━━ Selected extract

13 The Commissioner contends in these proceedings that he subsequently obtained documents which demonstrated that the loans made to BCI, Advance and Civic were secured with cash deposits and were known as back-to-back loans, and that this was known to witnesses who gave contrary evidence on behalf of Rawson in the AAT. As such, the Commissioner contends on the evidence currently available to him that the basis on which Rawson ran its case in the AAT has been shown to be false by documents subsequently obtained by the Commissioner and that it should be inferred from the fresh evidence that evidence that the Rawson loans were secured merely by personal guarantees was also false. It is on this basis that the Commissioner currently alleges that the decisions obtained in Rawson’s favour in the AAT proceedings (and/or the Rawson (Full Court) decision) should be overturned on the basis that they were obtained by fraud. In particular, at paragraph 29 of the further amended statement of claim the Commissioner pleads that:
a. Rawson adduced evidence that the Rawson “loans” the subject of the AAT proceedings were not supported by or related to deposits.
b. Rawson conducted its case in the AAT proceedings on the basis that the Rawson “loans” were not supported by or related to deposits.
c. The Rawson “loans” were supported by deposits.

━━━━
━━ Supplied entries

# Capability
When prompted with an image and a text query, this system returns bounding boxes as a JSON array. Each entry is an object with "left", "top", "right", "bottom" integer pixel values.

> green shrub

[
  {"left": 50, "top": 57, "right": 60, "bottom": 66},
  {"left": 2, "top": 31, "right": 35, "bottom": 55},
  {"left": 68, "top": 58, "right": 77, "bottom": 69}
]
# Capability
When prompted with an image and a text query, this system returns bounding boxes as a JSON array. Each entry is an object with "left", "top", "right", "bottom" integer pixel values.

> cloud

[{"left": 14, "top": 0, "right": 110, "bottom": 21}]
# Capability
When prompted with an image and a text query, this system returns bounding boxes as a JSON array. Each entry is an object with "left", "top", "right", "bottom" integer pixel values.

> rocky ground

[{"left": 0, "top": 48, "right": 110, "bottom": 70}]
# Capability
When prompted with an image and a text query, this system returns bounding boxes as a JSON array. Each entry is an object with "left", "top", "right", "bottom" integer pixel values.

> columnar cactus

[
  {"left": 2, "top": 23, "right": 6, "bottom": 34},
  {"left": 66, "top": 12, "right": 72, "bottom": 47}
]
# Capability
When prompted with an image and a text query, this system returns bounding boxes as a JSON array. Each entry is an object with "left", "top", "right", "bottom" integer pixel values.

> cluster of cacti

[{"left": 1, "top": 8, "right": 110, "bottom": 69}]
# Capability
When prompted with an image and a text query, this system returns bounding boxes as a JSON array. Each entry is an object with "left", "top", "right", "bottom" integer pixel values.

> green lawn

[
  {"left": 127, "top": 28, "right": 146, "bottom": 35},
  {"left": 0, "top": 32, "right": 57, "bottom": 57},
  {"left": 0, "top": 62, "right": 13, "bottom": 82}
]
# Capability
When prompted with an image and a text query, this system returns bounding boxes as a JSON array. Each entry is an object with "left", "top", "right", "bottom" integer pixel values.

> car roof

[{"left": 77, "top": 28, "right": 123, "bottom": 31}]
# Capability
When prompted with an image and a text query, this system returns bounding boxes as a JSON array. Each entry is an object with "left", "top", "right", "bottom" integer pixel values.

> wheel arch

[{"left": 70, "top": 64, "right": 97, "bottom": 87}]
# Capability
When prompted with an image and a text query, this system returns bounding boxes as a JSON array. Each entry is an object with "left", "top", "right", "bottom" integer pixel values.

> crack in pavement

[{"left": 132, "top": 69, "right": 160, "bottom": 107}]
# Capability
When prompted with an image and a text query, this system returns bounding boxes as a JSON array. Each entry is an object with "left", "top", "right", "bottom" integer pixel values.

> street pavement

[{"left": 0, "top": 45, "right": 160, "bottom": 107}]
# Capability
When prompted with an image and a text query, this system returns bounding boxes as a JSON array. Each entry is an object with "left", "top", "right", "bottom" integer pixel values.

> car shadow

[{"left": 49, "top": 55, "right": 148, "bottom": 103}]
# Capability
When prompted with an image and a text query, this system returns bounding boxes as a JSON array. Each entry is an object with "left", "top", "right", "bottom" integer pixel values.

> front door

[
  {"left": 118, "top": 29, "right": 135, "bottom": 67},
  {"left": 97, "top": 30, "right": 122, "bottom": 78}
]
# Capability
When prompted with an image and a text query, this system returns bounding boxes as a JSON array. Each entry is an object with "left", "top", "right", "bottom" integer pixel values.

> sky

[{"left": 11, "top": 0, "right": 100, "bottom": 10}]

━━━━

Exercises to complete:
1: Please reproduce the stretch of the passage on the Rawson loans from "b. Rawson conducted" through "supported by deposits.".
2: According to the passage on the Rawson loans, what were the loans to BCI, Advance and Civic known as?

Outputs:
1:
b. Rawson conducted its case in the AAT proceedings on the basis that the Rawson “loans” were not supported by or related to deposits.
c. The Rawson “loans” were supported by deposits.

2: Back-to-back loans.